_Information supplied_.
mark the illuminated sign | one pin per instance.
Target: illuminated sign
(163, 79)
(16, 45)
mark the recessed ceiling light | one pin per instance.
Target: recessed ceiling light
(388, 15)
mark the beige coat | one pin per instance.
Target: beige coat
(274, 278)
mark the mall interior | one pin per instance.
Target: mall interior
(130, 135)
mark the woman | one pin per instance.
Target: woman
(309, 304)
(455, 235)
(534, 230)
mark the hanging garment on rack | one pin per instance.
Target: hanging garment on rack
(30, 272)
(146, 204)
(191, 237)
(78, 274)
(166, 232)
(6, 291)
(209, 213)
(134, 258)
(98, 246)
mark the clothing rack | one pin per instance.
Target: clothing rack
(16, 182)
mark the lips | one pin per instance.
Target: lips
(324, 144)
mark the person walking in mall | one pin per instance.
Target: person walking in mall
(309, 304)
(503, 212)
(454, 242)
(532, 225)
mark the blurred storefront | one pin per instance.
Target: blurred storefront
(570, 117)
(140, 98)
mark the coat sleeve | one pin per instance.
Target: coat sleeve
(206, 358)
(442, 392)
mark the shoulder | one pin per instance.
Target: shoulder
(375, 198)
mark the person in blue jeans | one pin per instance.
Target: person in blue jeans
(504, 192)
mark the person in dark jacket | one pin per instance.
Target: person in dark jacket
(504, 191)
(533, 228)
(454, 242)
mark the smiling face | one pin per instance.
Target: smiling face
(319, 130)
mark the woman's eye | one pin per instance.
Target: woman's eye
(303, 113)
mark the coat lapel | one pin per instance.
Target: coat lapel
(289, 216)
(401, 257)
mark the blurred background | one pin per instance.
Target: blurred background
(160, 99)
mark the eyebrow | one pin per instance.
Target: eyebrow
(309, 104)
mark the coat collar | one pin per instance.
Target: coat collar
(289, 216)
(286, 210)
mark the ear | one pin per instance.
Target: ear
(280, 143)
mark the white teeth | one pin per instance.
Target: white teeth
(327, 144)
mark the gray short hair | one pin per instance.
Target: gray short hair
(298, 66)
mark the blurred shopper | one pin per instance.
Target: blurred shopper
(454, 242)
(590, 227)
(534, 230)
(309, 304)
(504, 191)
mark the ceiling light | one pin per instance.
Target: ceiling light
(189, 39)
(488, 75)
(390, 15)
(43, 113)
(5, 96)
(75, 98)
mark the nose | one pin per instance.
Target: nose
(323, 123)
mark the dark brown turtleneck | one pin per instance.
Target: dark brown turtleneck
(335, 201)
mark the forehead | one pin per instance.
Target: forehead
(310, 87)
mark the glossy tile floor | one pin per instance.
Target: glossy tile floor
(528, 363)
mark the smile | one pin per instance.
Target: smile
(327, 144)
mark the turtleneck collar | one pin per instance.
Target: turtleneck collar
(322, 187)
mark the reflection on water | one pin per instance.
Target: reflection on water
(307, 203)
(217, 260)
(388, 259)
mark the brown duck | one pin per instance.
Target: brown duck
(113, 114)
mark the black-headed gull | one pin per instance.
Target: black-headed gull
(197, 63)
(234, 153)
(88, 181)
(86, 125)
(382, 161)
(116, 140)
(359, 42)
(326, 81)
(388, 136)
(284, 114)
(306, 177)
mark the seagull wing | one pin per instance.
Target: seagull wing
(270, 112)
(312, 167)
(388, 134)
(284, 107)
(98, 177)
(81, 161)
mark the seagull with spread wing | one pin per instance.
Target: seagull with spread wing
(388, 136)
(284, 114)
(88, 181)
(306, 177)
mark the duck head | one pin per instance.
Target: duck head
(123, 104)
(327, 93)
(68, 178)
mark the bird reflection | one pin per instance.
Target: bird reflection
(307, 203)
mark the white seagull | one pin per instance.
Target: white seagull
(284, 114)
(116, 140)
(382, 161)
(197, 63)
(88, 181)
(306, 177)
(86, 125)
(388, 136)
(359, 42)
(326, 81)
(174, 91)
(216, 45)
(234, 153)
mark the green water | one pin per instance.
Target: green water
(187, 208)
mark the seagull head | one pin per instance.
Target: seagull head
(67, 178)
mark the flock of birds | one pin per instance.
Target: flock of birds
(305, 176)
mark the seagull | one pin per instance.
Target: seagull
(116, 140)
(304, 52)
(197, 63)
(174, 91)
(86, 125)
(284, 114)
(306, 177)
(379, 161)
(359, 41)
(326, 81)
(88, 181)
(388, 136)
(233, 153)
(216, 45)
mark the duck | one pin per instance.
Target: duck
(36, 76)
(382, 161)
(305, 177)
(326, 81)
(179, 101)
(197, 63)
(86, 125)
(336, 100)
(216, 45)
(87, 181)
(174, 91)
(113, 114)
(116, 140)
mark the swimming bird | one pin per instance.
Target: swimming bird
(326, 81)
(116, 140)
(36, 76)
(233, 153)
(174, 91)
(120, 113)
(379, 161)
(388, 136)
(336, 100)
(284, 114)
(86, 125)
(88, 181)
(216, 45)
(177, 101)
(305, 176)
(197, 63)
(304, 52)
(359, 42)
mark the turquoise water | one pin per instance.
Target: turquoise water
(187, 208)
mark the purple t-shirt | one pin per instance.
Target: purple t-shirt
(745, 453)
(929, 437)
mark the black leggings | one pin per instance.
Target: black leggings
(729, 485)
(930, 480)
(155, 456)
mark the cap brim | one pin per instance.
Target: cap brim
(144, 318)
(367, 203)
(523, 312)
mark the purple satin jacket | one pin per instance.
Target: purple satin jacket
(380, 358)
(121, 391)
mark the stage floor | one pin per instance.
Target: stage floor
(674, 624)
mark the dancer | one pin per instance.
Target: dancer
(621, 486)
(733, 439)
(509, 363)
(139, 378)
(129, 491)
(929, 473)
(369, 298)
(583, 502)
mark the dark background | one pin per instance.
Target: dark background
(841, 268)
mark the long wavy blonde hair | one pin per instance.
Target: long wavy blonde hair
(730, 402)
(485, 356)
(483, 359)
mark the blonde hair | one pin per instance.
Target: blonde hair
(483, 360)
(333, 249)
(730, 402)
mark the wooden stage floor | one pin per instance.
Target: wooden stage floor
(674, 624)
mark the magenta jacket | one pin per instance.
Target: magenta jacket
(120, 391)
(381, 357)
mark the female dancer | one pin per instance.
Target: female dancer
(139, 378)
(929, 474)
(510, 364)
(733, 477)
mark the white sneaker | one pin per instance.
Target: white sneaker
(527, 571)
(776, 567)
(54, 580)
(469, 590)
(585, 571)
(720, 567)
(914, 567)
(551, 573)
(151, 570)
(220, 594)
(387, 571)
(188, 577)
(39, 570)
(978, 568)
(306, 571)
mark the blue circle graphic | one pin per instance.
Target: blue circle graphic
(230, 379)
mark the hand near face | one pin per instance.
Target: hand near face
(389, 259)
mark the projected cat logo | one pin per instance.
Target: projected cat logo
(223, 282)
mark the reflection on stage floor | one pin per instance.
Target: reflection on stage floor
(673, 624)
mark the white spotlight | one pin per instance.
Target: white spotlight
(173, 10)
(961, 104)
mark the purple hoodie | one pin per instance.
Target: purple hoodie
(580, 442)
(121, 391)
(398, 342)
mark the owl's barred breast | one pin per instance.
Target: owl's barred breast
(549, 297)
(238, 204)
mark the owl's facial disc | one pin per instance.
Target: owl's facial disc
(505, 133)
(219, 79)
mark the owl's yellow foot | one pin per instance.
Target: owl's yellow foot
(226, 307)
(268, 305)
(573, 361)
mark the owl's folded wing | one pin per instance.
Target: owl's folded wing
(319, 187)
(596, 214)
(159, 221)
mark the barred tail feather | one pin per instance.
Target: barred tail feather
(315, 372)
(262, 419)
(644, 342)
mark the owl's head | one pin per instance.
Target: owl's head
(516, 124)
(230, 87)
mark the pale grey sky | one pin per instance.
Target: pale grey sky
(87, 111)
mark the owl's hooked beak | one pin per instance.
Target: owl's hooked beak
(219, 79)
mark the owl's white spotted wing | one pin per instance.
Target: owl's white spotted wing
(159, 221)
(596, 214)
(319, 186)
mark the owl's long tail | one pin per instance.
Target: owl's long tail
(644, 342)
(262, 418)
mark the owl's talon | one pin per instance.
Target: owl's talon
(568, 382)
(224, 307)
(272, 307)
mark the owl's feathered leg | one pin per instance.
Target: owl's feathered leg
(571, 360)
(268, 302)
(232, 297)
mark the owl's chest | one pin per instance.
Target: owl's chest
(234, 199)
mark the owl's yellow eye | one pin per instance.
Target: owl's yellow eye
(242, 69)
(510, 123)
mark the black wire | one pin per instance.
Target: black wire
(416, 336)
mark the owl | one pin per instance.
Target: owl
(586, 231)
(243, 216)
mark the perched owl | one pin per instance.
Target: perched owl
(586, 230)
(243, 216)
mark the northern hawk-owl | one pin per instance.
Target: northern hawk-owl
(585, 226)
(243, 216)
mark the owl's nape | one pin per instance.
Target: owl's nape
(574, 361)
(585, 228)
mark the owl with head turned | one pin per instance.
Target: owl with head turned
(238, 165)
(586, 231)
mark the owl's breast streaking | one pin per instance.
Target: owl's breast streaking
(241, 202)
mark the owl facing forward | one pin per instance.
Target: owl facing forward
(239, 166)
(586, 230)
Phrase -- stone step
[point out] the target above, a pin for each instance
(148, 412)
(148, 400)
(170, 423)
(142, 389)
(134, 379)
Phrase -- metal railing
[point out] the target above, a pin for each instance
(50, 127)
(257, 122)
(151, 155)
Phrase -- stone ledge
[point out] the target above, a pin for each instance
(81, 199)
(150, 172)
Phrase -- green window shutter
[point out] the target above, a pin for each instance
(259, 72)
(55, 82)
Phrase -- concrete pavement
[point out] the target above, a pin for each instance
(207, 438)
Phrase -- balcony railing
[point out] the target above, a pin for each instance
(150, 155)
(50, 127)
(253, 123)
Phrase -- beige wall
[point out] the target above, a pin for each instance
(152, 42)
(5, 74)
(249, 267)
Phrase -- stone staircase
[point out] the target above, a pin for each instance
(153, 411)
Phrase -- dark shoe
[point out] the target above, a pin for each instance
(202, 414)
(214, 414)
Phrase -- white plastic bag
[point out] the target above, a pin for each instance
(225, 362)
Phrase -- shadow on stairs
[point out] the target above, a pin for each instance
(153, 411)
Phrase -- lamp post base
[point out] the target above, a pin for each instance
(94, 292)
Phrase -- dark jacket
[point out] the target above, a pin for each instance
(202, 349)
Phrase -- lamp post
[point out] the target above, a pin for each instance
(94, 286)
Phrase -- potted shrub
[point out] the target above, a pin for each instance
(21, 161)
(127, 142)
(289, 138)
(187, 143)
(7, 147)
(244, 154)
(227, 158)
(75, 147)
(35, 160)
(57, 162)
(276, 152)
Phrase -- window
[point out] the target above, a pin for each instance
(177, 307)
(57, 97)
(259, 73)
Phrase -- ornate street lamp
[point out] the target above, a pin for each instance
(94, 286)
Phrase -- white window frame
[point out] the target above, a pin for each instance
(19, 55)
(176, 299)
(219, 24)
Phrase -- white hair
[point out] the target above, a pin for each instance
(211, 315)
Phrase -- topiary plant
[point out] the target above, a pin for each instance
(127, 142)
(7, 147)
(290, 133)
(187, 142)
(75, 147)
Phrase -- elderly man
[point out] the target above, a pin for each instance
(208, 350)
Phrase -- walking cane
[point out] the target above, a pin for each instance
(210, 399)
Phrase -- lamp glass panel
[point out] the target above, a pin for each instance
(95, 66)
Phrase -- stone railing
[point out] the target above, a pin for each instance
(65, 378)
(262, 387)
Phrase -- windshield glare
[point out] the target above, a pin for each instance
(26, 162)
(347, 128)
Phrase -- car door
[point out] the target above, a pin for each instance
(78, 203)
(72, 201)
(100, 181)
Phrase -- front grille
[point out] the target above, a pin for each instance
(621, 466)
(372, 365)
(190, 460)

_Aim_. Extract the lines above from the one containing "Phrase -- walking cane" to the last line, both included, exactly as written.

_Written response_.
Phrase -- walking cane
[point out] the target above, a pin for each instance
(210, 399)
Phrase -- lamp glass panel
[point out] the target above, a pin for each instance
(95, 66)
Phrase -- stone railing
[point out] the target above, a pin for each instance
(65, 378)
(262, 387)
Phrase -- windshield glare
[point out] the target above, a pin for each instance
(26, 162)
(347, 128)
Phrase -- car door
[point out] the target above, a pin for each instance
(78, 203)
(72, 201)
(100, 181)
Phrase -- front grille
[point out] the target above, a pin for each instance
(621, 466)
(372, 365)
(190, 460)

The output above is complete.